(WHAT NEEDS TO BE DONE): Only an exact copy of the entries, stripped of pictures, will serve as the answer.

++++ GIVEN ENTRIES ++++

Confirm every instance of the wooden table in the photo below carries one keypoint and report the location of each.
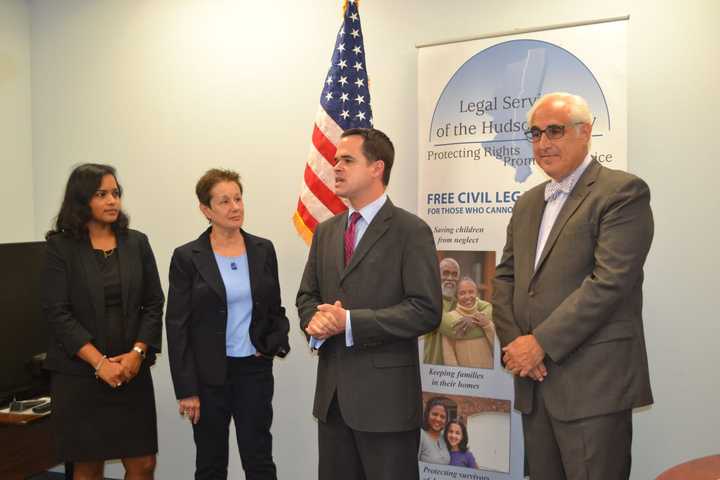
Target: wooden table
(705, 468)
(26, 446)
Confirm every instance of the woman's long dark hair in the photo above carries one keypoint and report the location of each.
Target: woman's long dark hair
(463, 443)
(433, 402)
(75, 210)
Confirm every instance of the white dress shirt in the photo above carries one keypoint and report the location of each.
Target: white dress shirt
(367, 214)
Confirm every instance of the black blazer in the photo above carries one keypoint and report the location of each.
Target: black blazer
(197, 312)
(73, 298)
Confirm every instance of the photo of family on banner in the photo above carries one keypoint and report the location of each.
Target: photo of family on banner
(464, 431)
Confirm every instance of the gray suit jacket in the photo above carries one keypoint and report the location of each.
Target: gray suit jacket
(583, 303)
(392, 289)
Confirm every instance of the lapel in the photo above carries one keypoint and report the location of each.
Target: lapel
(124, 255)
(579, 193)
(338, 239)
(376, 229)
(256, 261)
(533, 225)
(204, 260)
(93, 276)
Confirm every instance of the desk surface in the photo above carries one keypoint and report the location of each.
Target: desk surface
(705, 468)
(27, 448)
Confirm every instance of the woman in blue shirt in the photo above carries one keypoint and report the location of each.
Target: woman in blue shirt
(225, 323)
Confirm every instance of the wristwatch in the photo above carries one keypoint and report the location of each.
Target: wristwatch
(140, 351)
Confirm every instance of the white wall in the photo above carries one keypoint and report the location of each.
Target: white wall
(16, 194)
(166, 89)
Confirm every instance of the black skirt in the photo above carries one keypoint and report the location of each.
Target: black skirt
(93, 421)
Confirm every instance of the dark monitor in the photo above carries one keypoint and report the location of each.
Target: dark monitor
(23, 330)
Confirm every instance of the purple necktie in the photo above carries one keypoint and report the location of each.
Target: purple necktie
(350, 236)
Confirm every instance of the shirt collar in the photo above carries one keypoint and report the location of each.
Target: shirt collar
(369, 211)
(566, 185)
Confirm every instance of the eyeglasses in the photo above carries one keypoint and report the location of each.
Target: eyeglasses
(552, 132)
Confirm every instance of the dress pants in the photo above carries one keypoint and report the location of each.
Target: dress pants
(349, 454)
(246, 397)
(594, 448)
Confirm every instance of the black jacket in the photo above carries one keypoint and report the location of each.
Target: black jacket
(197, 312)
(73, 298)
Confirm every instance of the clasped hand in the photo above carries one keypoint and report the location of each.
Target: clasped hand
(524, 357)
(328, 321)
(120, 369)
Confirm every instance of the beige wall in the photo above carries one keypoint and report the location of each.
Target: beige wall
(16, 194)
(166, 89)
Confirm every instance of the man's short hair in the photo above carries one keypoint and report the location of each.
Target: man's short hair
(451, 261)
(579, 108)
(376, 146)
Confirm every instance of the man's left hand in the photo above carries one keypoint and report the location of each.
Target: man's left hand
(338, 313)
(523, 355)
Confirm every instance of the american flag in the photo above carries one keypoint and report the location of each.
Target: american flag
(344, 104)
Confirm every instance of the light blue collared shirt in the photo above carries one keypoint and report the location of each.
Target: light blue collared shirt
(554, 204)
(367, 214)
(235, 273)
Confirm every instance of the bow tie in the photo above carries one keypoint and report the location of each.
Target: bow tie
(554, 189)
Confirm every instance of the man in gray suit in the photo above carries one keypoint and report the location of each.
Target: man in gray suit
(568, 301)
(371, 287)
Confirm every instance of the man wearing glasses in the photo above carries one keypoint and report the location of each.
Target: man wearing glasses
(568, 301)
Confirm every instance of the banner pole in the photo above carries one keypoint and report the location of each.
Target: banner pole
(518, 31)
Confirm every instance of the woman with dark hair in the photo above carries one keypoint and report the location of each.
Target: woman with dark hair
(103, 301)
(225, 324)
(456, 440)
(433, 448)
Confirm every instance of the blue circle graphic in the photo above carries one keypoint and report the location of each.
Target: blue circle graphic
(486, 100)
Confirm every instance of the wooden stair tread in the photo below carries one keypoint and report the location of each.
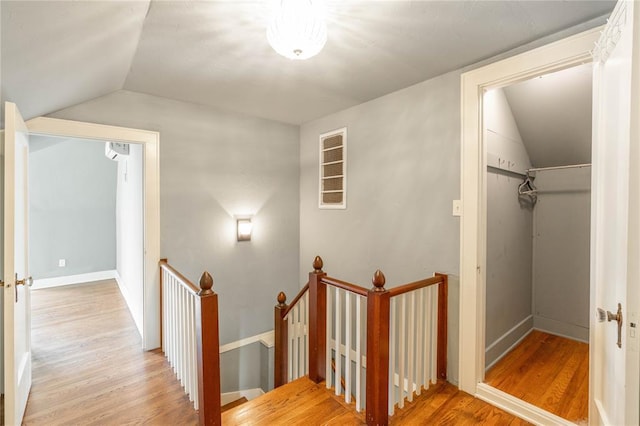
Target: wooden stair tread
(303, 401)
(233, 404)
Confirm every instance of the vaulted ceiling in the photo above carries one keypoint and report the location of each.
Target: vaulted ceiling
(553, 114)
(59, 53)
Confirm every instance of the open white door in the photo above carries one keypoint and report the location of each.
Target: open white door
(615, 210)
(17, 303)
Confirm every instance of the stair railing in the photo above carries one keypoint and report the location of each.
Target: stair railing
(418, 338)
(190, 339)
(398, 336)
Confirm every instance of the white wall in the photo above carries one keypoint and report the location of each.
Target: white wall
(562, 225)
(509, 233)
(214, 165)
(72, 198)
(402, 175)
(130, 231)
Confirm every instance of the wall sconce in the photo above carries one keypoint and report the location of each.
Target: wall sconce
(244, 229)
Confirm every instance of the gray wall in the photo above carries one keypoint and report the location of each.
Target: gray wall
(509, 253)
(72, 195)
(130, 231)
(562, 226)
(509, 234)
(214, 165)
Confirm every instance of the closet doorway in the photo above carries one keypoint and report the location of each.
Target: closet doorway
(538, 135)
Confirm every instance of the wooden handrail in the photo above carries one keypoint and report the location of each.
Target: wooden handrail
(295, 300)
(406, 288)
(378, 301)
(181, 278)
(443, 300)
(378, 324)
(345, 286)
(207, 343)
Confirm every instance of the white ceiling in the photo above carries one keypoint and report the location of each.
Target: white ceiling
(59, 53)
(553, 114)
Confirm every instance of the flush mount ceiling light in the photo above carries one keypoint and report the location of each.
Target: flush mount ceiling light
(297, 29)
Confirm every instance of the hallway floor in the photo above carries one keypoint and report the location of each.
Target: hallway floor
(89, 366)
(303, 402)
(549, 371)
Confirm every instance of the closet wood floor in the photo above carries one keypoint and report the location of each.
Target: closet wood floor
(548, 371)
(89, 366)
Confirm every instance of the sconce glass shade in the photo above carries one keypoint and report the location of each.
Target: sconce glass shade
(297, 29)
(244, 229)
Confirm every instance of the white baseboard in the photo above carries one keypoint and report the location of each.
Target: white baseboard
(250, 394)
(505, 343)
(127, 297)
(73, 279)
(518, 407)
(267, 339)
(562, 329)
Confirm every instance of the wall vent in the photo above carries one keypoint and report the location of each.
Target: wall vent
(333, 169)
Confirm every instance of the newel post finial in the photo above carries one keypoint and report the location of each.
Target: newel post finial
(206, 284)
(317, 265)
(378, 281)
(282, 298)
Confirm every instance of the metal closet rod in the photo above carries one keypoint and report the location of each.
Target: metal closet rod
(572, 166)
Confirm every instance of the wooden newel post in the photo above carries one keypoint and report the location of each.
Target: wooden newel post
(281, 342)
(443, 297)
(378, 308)
(208, 353)
(317, 322)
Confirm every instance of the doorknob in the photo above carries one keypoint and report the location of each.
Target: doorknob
(610, 316)
(26, 281)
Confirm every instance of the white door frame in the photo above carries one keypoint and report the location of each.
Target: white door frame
(569, 52)
(150, 141)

++++

(SOLUTION FOR THIS EXERCISE):
Confirm every instance of the wooden table in the photo below carries one keypoint and report the location of each.
Target: wooden table
(705, 468)
(26, 446)
Confirm every instance of the woman's long dark hair in the photo above carries one keypoint and report the location of each.
Target: woman's long dark hair
(463, 443)
(433, 402)
(75, 210)
Confirm every instance of the white dress shirt in the photo above carries one keypoint and report the location of each.
Target: white dress shirt
(367, 214)
Confirm every instance of the black blazer in the photo above carries one keypoint and report the location of each.
Target: black blazer
(197, 312)
(73, 298)
Confirm every instance of the photo of family on banner in the photo above carries one keypoint and report the location of each.
Target: photo of family on banner
(464, 431)
Confirm every instance of the gray suit jacket in the photo above carries one keypoint and report the location of each.
Target: gray suit jacket
(583, 303)
(392, 289)
Confirm every instance of the lapel in the photo above carries one keypoint and report the location of each.
Target: lapel
(124, 255)
(579, 193)
(338, 239)
(376, 229)
(256, 261)
(533, 225)
(204, 260)
(93, 276)
Confirm every instance of the desk surface in the photo above carries one keypoint and report the location of each.
Target: desk surface
(705, 468)
(27, 448)
Confirm every instance of the woman in blue shirt in the photo above carries one keypoint and report the location of each.
Target: woman in blue shirt
(225, 323)
Confirm every instance of the wristwatch in the photo above carries one keypoint and report the location of each.
Target: wristwatch
(140, 351)
Confirm every instance of the white wall in the photo above carries one keypoint and report the location of each.
Target: white wall
(16, 194)
(166, 89)
Confirm every instance of the black skirt in the photo above carries one keypoint and report the location of each.
Target: black skirt
(93, 421)
Confirm every instance of the dark monitor in the photo above carries one keypoint and report the location of each.
Target: dark monitor
(23, 330)
Confirm every instance of the purple necktie in the photo above carries one keypoint and report the location of each.
Target: purple necktie
(350, 236)
Confirm every instance of the shirt collar in the photo above carries one keypoint and report the location of each.
Target: shirt collar
(369, 211)
(566, 185)
Confirm every instance of the eyeglasses in the photo above carries one keypoint and report the location of each.
Target: eyeglasses
(552, 132)
Confirm every instance of the dress pants in the photo above carries one keypoint and report the location of each.
Target: dress pants
(349, 454)
(246, 397)
(594, 448)
Confirm every instance of the black jacket in the photo above carries one keypoint and report the location of each.
Target: black jacket
(197, 312)
(73, 298)
Confirm every instance of the clasped hand in the photo above carries one keypoint and report the location of each.
Target: clasped hand
(524, 357)
(328, 321)
(120, 369)
Confirm every instance of the beige wall in the photo above carries one keypoint and report the location of each.
Target: beige wall
(16, 194)
(166, 89)
Confirm every instance of the man's short hair in the photo above carries one keypoint and report the location of each.
Target: man's short hair
(451, 261)
(579, 108)
(376, 146)
Confirm every instance of the man's left hand in the photo above carries one keypoint and report the location of each.
Target: man's left hand
(338, 313)
(523, 355)
Confirm every instance of the american flag in the photo above carries one keypoint and report the location of each.
Target: american flag
(344, 104)
Confirm every instance of the light blue collared shirt in the photo above carries one keypoint and report the location of each.
Target: light blue collared shirt
(554, 204)
(367, 214)
(235, 273)
Confirm every instance of the bow tie in the photo above carries one keypoint and report the location of each.
Target: bow tie
(554, 189)
Confirm every instance of the man in gray suit in the photo above carries one keypoint and report the location of each.
Target: man in gray suit
(568, 301)
(371, 287)
Confirm every instance of the man wearing glasses in the photo above carries one keypoint and report the location of each.
Target: man wearing glasses
(568, 301)
Confirm every instance of the banner pole in the photo above carries one keypoint and report the location of each.
Target: banner pole
(518, 31)
Confirm every instance of the woman with dark hair in the photo above carries one keypoint and report the location of each.
Target: woman with dark hair
(103, 301)
(225, 324)
(456, 440)
(433, 448)
Confirm every instance of the blue circle graphic in the photo above carries one keypoint and report the location of each.
Target: blue circle graphic
(486, 100)
Confirm every instance of the wooden stair tread in the photo below carries one keypoint and report the location of each.
Target: wooden stair tread
(303, 401)
(233, 404)
Confirm every instance of the vaulted ceiling in the photo above carries one keypoint and report the location of each.
Target: vaulted ceiling
(553, 114)
(59, 53)
Confirm every instance of the open white door in the photo above carries one keypoint and report the location of each.
Target: open white door
(615, 210)
(17, 303)
Confirm every instance of the stair railing in the photo above carries one keypoint and report the location of each.
Target: stair railing
(418, 338)
(190, 339)
(398, 336)
Confirm every instance of the white wall in the photo above carries one keypoint and report the location of each.
Target: white wall
(562, 225)
(509, 233)
(214, 165)
(72, 198)
(402, 175)
(130, 231)
Confirm every instance of the wall sconce in the photo above carries one keypoint and report the location of each.
Target: wall sconce
(244, 229)
Confirm every instance of the gray wall in the photo above carries one keypoint and report the location of each.
Target: gray wall
(509, 253)
(72, 195)
(130, 231)
(562, 226)
(509, 234)
(214, 165)
Confirm every instance of the closet doorway in the photo above carries one keypoint and report the location of each.
Target: closet doorway
(538, 135)
Confirm every instance of the wooden handrail in the photo above carries one keypoint and report the location of each.
Target: wooden handrail
(295, 300)
(406, 288)
(378, 301)
(181, 278)
(443, 300)
(378, 324)
(345, 286)
(207, 343)
Confirm every instance of the white ceiling in the photo above carries one keypoint and report the location of each.
Target: white ceiling
(59, 53)
(553, 114)
Confirm every instance of the flush mount ceiling light in the photo above carries one keypoint and report the location of each.
Target: flush mount ceiling light
(297, 29)
Confirm every instance of the hallway floor in the photo above carries one keypoint and report the location of each.
Target: hallway floor
(89, 366)
(303, 402)
(549, 371)
Confirm every instance of the closet wood floor in the photo above carries one keypoint and report the location of each.
Target: closet wood floor
(548, 371)
(89, 366)
Confirm every instance of the sconce glass shade in the photo above carries one keypoint and report the location of each.
Target: sconce glass shade
(297, 29)
(244, 229)
Confirm every instance of the white baseboard in the photo above carries one keypoint and report the location of each.
Target: white baseboard
(250, 394)
(505, 343)
(127, 297)
(73, 279)
(518, 407)
(267, 339)
(562, 329)
Confirm every instance of the wall vent in the photo above carries one keypoint and report the location of each.
Target: wall vent
(333, 169)
Confirm every instance of the newel post finial in the photo above carries one keypoint and report the location of each.
Target: newel post finial
(206, 284)
(317, 265)
(378, 281)
(282, 298)
Confirm every instance of the metal closet rod in the photo above carries one keypoint and report the location of each.
Target: metal closet rod
(572, 166)
Confirm every instance of the wooden newel post in the photo above carries one keypoint and report the location of each.
Target: wooden newel post
(281, 342)
(443, 297)
(378, 308)
(208, 353)
(317, 322)
Confirm every instance of the doorknob in the photo above carries one keypoint and report the location of each.
Target: doorknob
(610, 316)
(26, 281)
Confirm every instance of the white door frame in the photo above carries one keypoint and report the location of each.
Target: white door frame
(569, 52)
(150, 141)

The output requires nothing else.